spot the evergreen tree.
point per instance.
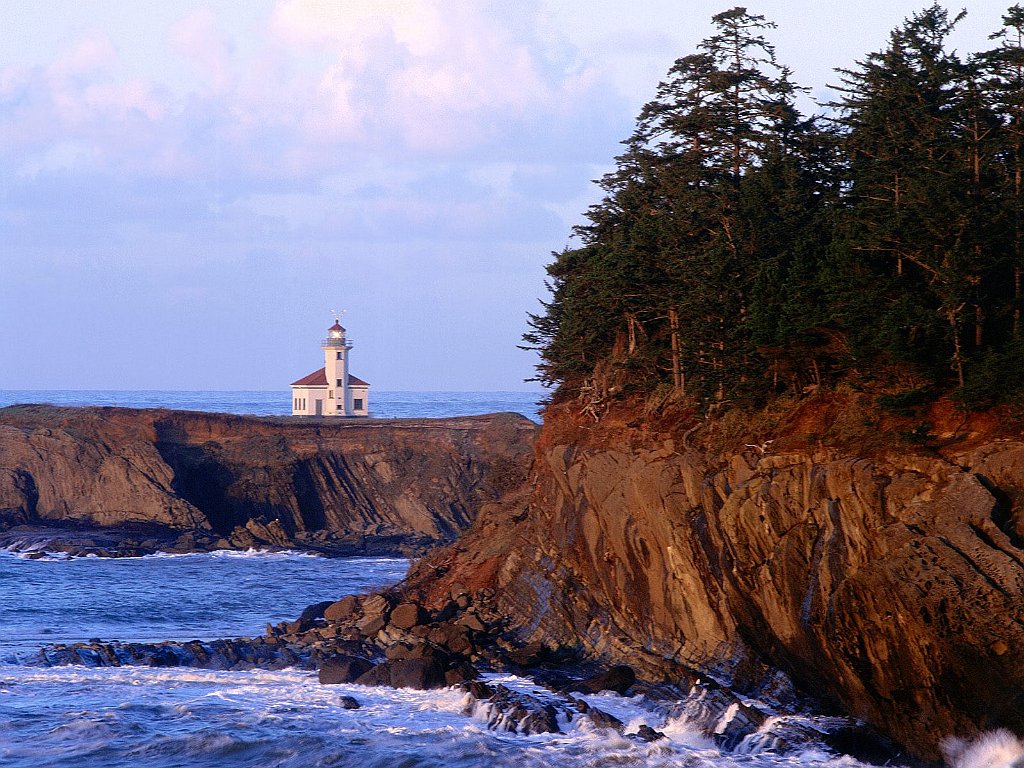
(919, 211)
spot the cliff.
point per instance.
(240, 481)
(886, 578)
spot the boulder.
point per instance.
(314, 611)
(617, 679)
(342, 609)
(407, 615)
(343, 669)
(423, 674)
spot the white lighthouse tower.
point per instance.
(332, 390)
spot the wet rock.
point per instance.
(407, 615)
(348, 702)
(472, 622)
(342, 609)
(517, 713)
(619, 679)
(343, 670)
(314, 611)
(423, 674)
(646, 733)
(600, 718)
(739, 721)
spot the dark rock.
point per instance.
(517, 713)
(342, 609)
(448, 612)
(460, 674)
(600, 718)
(617, 679)
(646, 733)
(744, 721)
(343, 670)
(527, 655)
(478, 690)
(379, 675)
(314, 611)
(861, 742)
(295, 628)
(407, 615)
(423, 674)
(471, 621)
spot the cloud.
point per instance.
(199, 39)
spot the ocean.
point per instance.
(172, 718)
(382, 404)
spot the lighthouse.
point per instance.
(332, 390)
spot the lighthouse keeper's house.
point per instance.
(332, 390)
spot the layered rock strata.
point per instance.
(194, 480)
(889, 587)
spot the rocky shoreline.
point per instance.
(66, 541)
(111, 481)
(381, 640)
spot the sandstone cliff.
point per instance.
(890, 584)
(233, 480)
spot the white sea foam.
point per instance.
(998, 749)
(286, 718)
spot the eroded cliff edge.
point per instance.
(888, 581)
(221, 480)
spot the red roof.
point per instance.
(318, 379)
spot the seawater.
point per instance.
(382, 404)
(172, 718)
(165, 718)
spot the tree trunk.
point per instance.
(677, 368)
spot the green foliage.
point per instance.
(742, 250)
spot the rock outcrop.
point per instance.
(217, 480)
(888, 586)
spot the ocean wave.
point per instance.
(285, 718)
(998, 749)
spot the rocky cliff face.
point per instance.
(891, 586)
(244, 481)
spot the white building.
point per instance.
(332, 390)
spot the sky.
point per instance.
(189, 188)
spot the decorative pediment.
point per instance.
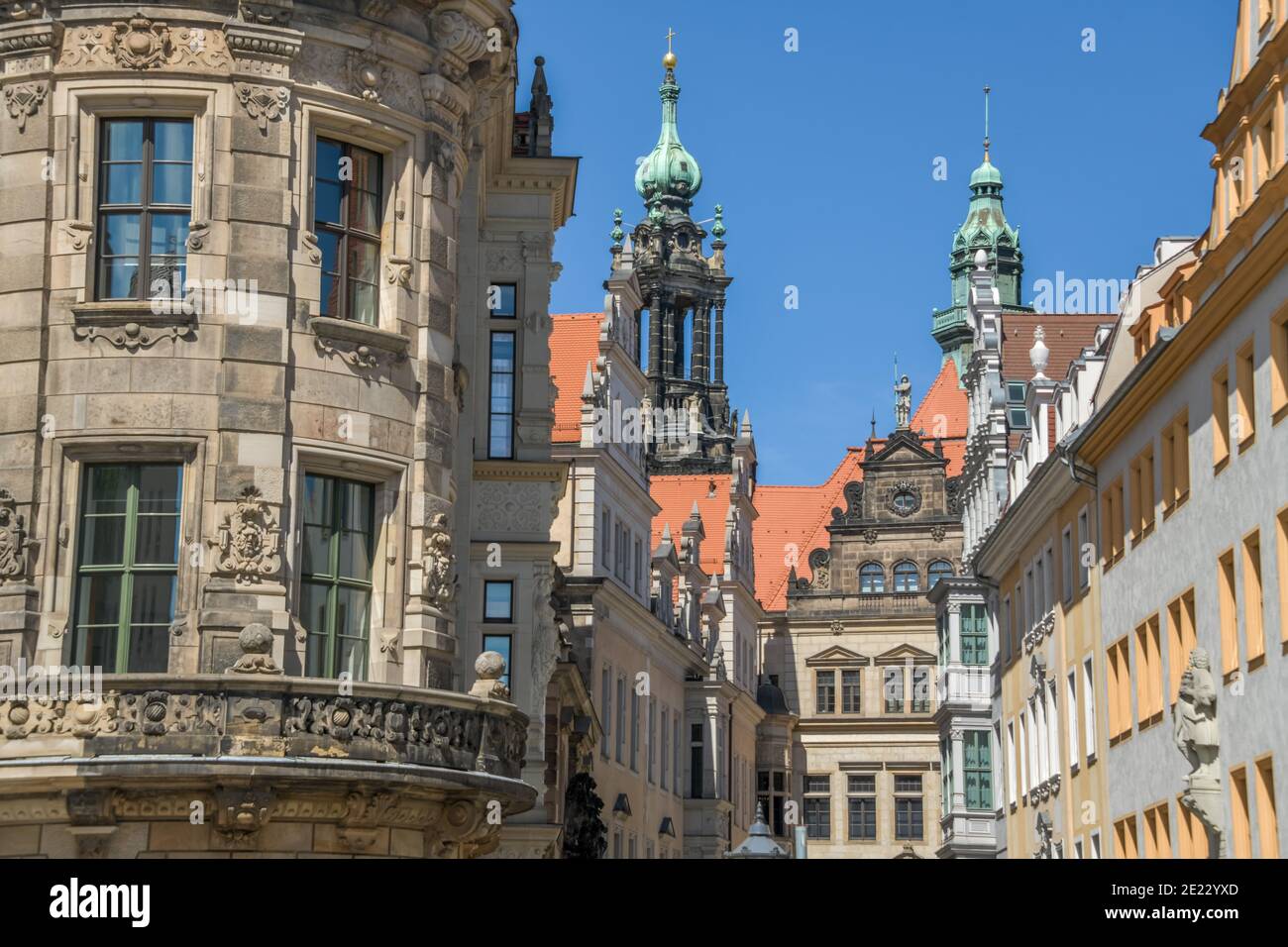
(836, 656)
(903, 654)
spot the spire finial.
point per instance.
(987, 90)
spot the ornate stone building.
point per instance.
(246, 249)
(851, 654)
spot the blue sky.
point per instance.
(823, 161)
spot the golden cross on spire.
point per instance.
(987, 90)
(669, 59)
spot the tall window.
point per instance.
(335, 592)
(501, 398)
(939, 569)
(974, 635)
(502, 300)
(978, 770)
(824, 692)
(818, 806)
(906, 578)
(145, 205)
(892, 686)
(347, 218)
(871, 579)
(128, 566)
(919, 689)
(850, 690)
(907, 808)
(862, 797)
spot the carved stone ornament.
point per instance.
(249, 539)
(263, 103)
(439, 564)
(141, 43)
(368, 73)
(257, 644)
(820, 566)
(1197, 736)
(132, 337)
(13, 540)
(24, 99)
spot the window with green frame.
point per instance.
(978, 768)
(128, 566)
(974, 635)
(335, 590)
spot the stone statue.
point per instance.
(1198, 738)
(903, 402)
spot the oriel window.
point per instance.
(335, 591)
(347, 217)
(145, 206)
(128, 566)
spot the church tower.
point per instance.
(986, 228)
(684, 296)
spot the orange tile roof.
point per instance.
(1067, 334)
(795, 517)
(574, 344)
(675, 493)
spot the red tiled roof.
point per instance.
(1067, 334)
(675, 495)
(574, 344)
(795, 517)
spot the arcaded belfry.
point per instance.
(274, 281)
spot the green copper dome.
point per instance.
(670, 175)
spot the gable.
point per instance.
(836, 656)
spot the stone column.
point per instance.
(717, 363)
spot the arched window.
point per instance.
(871, 579)
(939, 569)
(906, 578)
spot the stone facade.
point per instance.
(304, 355)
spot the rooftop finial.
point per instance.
(987, 90)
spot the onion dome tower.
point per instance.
(684, 294)
(986, 228)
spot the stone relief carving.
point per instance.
(249, 540)
(257, 644)
(132, 337)
(820, 566)
(263, 103)
(514, 506)
(265, 13)
(24, 99)
(1198, 737)
(13, 540)
(368, 73)
(143, 44)
(439, 564)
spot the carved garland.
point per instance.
(13, 540)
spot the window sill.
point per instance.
(133, 324)
(357, 342)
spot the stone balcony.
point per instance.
(213, 764)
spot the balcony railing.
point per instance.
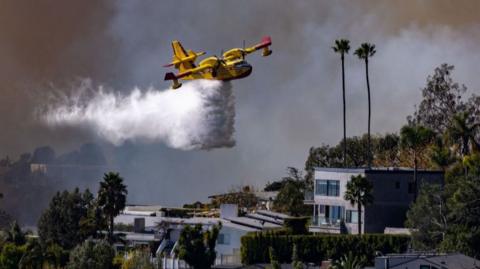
(323, 221)
(308, 196)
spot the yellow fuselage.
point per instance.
(221, 70)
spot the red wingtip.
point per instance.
+===+
--- Work request ---
Would you show each line of the material above that contains the string "tower"?

--- Reply ---
spot the white lighthouse tower.
spot the church tower.
spot the onion dome tower.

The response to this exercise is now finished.